Data listing
------------------------------------------------------------------------

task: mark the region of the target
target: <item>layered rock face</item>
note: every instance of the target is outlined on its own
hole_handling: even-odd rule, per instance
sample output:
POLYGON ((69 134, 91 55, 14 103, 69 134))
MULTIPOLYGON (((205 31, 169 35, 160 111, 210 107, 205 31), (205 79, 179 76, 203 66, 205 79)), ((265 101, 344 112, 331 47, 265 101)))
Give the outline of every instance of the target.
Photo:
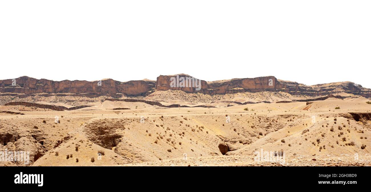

------------------------------------------------------------------------

TASK PROMPT: Please rewrite the entries above, replacing every "target" with "object" and changing nothing else. Leave the pictures out of your answer.

PROBLEM SOLUTION:
task: mark the region of the object
object: <item>layered rock face</item>
note: every instance of the object is outlined on its own
hole_handling: even-odd rule, per instance
sample output:
POLYGON ((69 134, 91 55, 14 103, 69 134))
MULTIPOLYGON (((205 31, 169 35, 160 111, 210 107, 205 31), (205 79, 179 76, 203 66, 205 79)), ((265 101, 344 112, 331 47, 265 101)))
Give the outline of every instance of the object.
Photo:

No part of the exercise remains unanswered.